Labeling and segmentation rows:
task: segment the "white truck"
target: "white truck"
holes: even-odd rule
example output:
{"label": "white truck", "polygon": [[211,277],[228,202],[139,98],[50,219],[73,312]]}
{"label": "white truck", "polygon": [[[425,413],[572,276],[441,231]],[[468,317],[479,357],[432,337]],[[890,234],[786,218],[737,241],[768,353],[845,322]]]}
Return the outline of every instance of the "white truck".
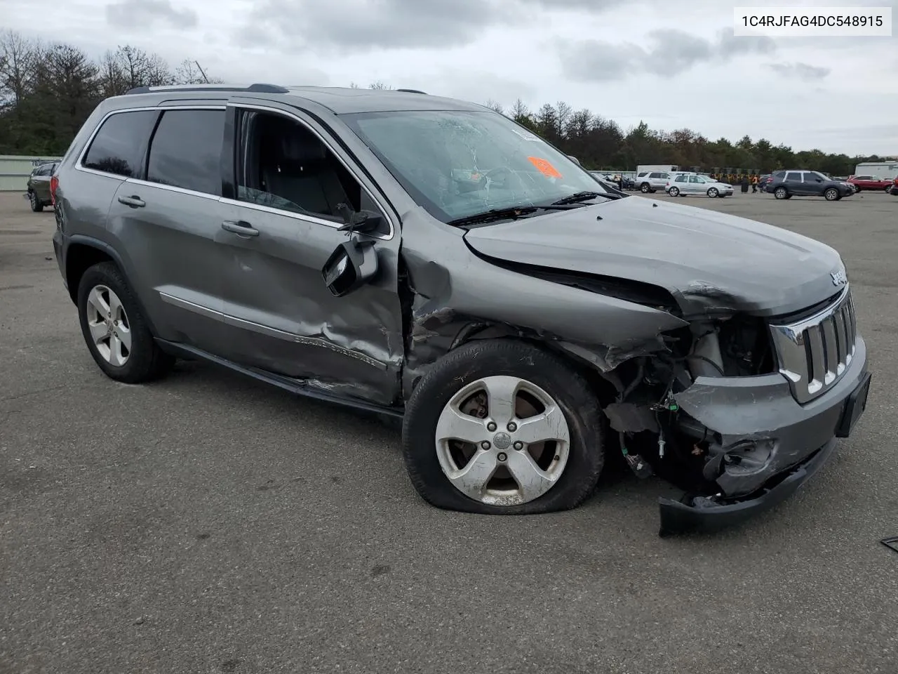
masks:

*Work to do*: Retype every line of the rows above word for word, and leave the pictures out.

*Answer to the task*:
task: segment the "white truck"
target: "white truck"
holes: even-odd rule
example output:
{"label": "white truck", "polygon": [[211,277],[228,202],[139,98],[50,219],[73,312]]}
{"label": "white truck", "polygon": [[[425,413],[572,276],[441,231]],[[468,317],[479,357],[432,337]],[[890,234],[786,218],[737,241],[768,353],[845,322]]]}
Return the outline of every instance of the "white truck".
masks:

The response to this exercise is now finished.